**Supplied records**.
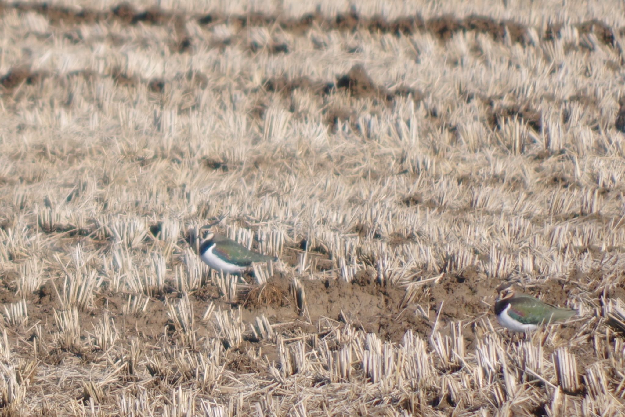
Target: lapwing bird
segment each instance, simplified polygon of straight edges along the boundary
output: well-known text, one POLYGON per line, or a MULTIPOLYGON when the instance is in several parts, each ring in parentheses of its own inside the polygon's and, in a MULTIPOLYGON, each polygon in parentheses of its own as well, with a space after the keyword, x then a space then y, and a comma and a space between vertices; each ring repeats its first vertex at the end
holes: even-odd
POLYGON ((512 331, 535 330, 542 323, 564 320, 577 313, 577 310, 543 303, 536 297, 515 294, 511 288, 501 291, 495 300, 497 321, 512 331))
POLYGON ((252 252, 231 239, 212 231, 210 226, 200 228, 199 256, 216 271, 240 275, 254 262, 278 261, 278 258, 252 252))

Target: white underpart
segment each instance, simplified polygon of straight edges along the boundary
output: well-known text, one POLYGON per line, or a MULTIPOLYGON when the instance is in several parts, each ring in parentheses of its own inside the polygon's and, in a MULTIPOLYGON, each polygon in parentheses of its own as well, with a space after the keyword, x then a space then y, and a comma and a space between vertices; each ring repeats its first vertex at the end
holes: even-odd
POLYGON ((245 266, 238 266, 232 264, 229 264, 221 258, 212 253, 212 249, 215 248, 215 245, 212 245, 208 249, 204 251, 200 258, 204 263, 218 271, 223 271, 228 274, 239 274, 245 271, 245 266))
POLYGON ((501 314, 497 316, 497 321, 506 328, 512 331, 530 331, 538 328, 538 326, 536 324, 524 324, 514 320, 508 315, 508 311, 509 309, 510 309, 509 304, 506 306, 501 314))

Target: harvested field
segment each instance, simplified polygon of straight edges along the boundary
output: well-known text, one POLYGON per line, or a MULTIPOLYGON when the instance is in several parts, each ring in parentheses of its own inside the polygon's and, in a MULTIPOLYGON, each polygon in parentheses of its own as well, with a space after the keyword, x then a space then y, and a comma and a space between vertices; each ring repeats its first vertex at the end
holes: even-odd
POLYGON ((619 3, 0 3, 2 415, 625 415, 619 3))

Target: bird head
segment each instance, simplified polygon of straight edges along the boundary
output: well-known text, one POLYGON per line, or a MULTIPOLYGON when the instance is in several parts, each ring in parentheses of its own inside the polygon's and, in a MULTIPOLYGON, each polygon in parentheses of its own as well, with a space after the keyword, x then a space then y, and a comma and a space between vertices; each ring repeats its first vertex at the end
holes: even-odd
POLYGON ((513 296, 514 296, 514 289, 512 287, 509 286, 499 290, 496 301, 501 301, 502 300, 508 299, 508 298, 512 298, 513 296))
POLYGON ((212 240, 215 237, 215 232, 212 231, 212 225, 203 226, 199 228, 199 238, 201 243, 207 240, 212 240))

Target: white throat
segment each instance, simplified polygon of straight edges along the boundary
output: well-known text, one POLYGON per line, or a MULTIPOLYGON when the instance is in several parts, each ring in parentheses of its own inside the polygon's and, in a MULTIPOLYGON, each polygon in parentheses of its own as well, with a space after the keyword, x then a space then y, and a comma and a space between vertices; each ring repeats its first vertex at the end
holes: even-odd
POLYGON ((538 326, 536 324, 524 324, 514 320, 508 315, 508 311, 509 309, 510 309, 509 304, 506 306, 504 311, 497 316, 497 321, 506 329, 509 329, 512 331, 531 331, 538 328, 538 326))
POLYGON ((202 260, 204 261, 204 263, 212 268, 213 269, 223 271, 224 273, 227 273, 228 274, 239 274, 246 269, 244 266, 238 266, 224 261, 222 259, 212 253, 212 250, 214 248, 215 245, 214 244, 204 251, 204 253, 202 253, 200 256, 202 260))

**Problem to work on**. Collect every line in the entries above that contains the word "Target", and copy each line in full.

**Task output**.
Target: lapwing bird
Target: white underpart
Target: harvested field
Target: bird head
Target: white throat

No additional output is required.